• **ARTICLE**

_ _ _ _ _ _ _

The Committee, in its discretion, may impose any conditions that it deems
desirable on the grant of any new Award, including without limitation a
condition requiring the applicable participant to surrender for cancellation an
outstanding Award in order to obtain a new Award that the Committee desires to
grant in substitution of any such outstanding Award.
SECTION 5. STOCK OPTIONS.
(A) Stock options shall be granted to participants by the
Committee from time to time at its discretion. Each option shall be
evidenced by an option agreement which shall contain such terms and
conditions as may be approved by the Committee and shall be signed by
an officer of the Company and the participant. Incentive stock options
and nonstatutory stock options shall be evidenced by separate and
distinct option agreements.
(B) A participant shall not be granted any incentive stock
option if the receipt of that option would result in the participant
owning incentive stock options (under the Program and any other plan
maintained by the Company or any subsidiary) that become exercisable
for the first time in any one calendar year into stock of the Company
or any of its subsidiaries with a fair market value in excess of
$100,000. For purposes of the preceding sentence, the fair market value
of the stock of the Company or any of its subsidiaries will be
determined by the Committee as of the grant of the incentive stock
options without regard to any restriction other than a restriction
which by its terms will never lapse.
(C) The price at which shares may be purchased upon exercise
of a particular option shall be not less than 100% of the fair market
value of such shares on the date such option is granted, as determined
by the Committee without regard to any restriction other than a
restriction which by its terms will never lapse. In the case of an
individual who, at the time an option is granted, owns stock possessing
more than 10% of the total combined voting power of all classes of
stock of the Company (or any of its subsidiaries) (a "10%
Shareholder"), the exercise price of any incentive stock option shall
be not less than 110% of the fair market value of the shares subject to
the option on the date such option is granted, as determined by the
Committee without regard to any restriction other than a restriction
which by its terms will never lapse.

_ _ _ _ _ _ _

• **MATERIAL PROVIDED**
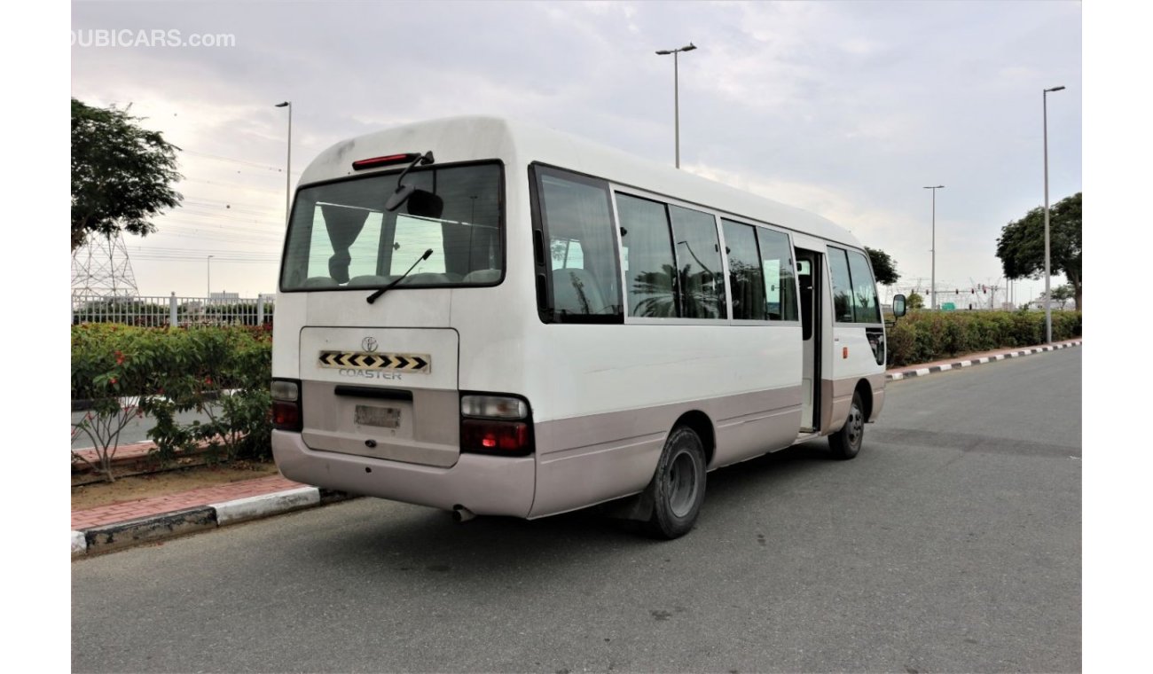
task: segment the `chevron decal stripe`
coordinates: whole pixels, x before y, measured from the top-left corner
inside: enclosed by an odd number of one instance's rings
[[[378,351],[321,351],[317,365],[344,370],[393,370],[428,374],[432,371],[432,356],[428,354],[382,354]]]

_ _ _ _ _ _ _

• **BRIEF A**
List every percentage figure that appears in the stock option provisions.
• **BRIEF B**
Continue the stock option provisions from the point where they stop.
The material has no connection to the stock option provisions.

• **RESPONSE A**
100%, 10%, 110%

• **RESPONSE B**
(D) Options may be granted for any period of time as
established by the Committee, except that:
(i) The term of any incentive stock option shall not
be longer than ten years (or five years if granted to a 10%
Shareholder) from the date the option is granted.
(ii) No Option granted prior to 1997 may be exercised
before the expiration of a one year period of continued
employment by the optionee with the Company or a subsidiary
thereof commencing on the date the option is granted, except
as provided in Section 5(E)(iv) below or except as provided in
any amendment to the applicable option agreement approved and
authorized through specific action by the Committee in a
manner consistent with terms permitted hereunder for options
granted after 1996.
(E) Subject to the limitations in this Section 5 and the terms
and conditions of the option agreement, each option shall be
exercisable at such time or times and in such amount or amounts as the
Committee may prescribe and specify in the applicable option agreement.
(i) No incentive stock option granted after 1996
under this Program may be exercised more than three months (or
one year in the case of a disabled employee or a deceased
employee who died within three months of terminating
employment or during a disability that terminated employment)
after the participant holding such option ceased being an
employee of the Company or a subsidiary thereof, unless: (x) a
longer period applies under Section 5(E)(iv) below for the
beneficiary or legal representative of a deceased employee
whose death terminated employment, or (y) the Company and such
participant (or a deceased participant's beneficiary or legal
representative) mutually agree in writing that such option
will be amended to treat it as a nonstatutory stock option.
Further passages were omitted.